**TO BE DONE:** Please reproduce the lines of the material below word for word, starting at the line that contains "Point to the crumpled" and ending with the last line of the material.

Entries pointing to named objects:

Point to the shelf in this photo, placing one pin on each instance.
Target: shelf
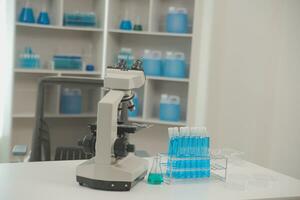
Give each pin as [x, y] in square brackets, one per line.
[92, 115]
[34, 71]
[67, 28]
[159, 78]
[82, 115]
[156, 121]
[151, 33]
[23, 116]
[55, 72]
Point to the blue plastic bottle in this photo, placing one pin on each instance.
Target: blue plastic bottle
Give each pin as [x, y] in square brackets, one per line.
[27, 14]
[135, 112]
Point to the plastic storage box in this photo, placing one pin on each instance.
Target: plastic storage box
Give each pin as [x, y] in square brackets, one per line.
[152, 63]
[70, 101]
[174, 65]
[177, 20]
[28, 59]
[169, 108]
[63, 62]
[80, 19]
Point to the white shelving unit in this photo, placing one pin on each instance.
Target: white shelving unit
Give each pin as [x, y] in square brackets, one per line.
[104, 41]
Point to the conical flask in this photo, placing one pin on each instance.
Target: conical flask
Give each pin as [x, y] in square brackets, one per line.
[155, 176]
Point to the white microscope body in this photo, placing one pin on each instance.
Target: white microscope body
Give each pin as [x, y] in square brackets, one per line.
[105, 171]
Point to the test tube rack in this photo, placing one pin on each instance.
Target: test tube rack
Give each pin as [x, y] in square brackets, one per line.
[176, 169]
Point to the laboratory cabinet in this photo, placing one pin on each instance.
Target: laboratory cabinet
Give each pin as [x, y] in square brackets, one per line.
[98, 44]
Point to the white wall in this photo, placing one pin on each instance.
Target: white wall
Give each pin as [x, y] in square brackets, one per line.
[254, 81]
[6, 73]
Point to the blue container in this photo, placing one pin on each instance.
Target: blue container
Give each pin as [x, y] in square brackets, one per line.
[90, 68]
[125, 25]
[174, 68]
[80, 19]
[27, 15]
[67, 62]
[29, 62]
[135, 112]
[71, 101]
[177, 23]
[169, 112]
[152, 67]
[43, 18]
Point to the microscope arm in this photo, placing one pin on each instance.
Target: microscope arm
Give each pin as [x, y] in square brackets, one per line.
[107, 126]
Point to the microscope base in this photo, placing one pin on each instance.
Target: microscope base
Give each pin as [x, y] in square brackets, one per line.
[109, 185]
[120, 176]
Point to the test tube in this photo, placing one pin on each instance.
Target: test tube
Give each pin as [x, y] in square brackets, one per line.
[193, 135]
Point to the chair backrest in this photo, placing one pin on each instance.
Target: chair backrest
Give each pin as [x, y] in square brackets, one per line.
[40, 148]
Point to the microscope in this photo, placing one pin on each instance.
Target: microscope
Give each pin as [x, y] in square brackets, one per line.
[114, 166]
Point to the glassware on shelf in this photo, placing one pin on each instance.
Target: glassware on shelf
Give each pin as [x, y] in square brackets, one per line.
[85, 19]
[125, 23]
[177, 20]
[155, 176]
[138, 25]
[174, 65]
[67, 62]
[90, 68]
[152, 62]
[43, 17]
[28, 59]
[169, 108]
[27, 14]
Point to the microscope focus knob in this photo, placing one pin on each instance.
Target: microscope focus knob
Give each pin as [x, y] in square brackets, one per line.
[130, 148]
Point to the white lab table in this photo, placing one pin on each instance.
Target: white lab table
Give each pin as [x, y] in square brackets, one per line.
[56, 180]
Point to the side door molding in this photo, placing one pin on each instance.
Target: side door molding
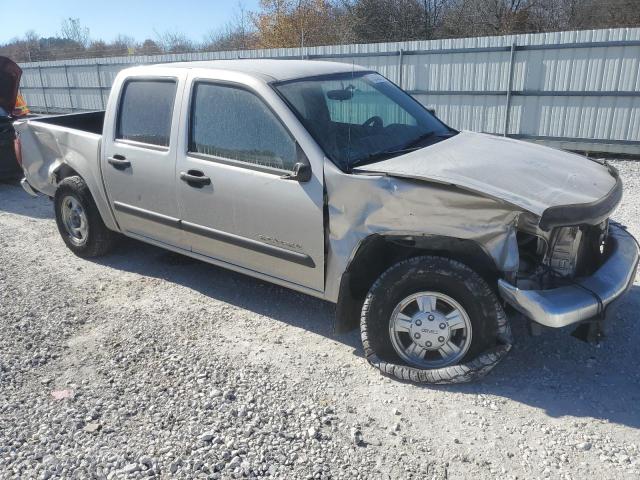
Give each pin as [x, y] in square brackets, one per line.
[237, 240]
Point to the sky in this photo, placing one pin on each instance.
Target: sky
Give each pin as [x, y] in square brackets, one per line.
[106, 19]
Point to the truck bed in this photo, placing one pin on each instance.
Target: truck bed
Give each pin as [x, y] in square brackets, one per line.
[49, 142]
[91, 122]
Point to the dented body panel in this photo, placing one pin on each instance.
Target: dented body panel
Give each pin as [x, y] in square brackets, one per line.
[363, 205]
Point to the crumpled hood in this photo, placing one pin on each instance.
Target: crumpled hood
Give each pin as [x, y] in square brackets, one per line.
[530, 176]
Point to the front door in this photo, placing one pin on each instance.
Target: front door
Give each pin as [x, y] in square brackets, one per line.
[235, 204]
[139, 160]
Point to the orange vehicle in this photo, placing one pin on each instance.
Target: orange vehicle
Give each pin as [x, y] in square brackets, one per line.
[21, 109]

**COMPLETE RESPONSE:**
Point to the crumpled hood in this photo, placing one pin on each instance.
Target: crumpled hood
Give each pin as [x, y] in square brackets, one per line.
[530, 176]
Point to the front door in this photo, placing one pin on each instance.
Target: front door
Give each pin as [x, y] in square brackets, one per line.
[235, 204]
[139, 160]
Point to the orange vehicle in this photo, placing one pin on each instance.
Target: orange vehicle
Give each pin as [x, y] in square brackets, one per line.
[21, 109]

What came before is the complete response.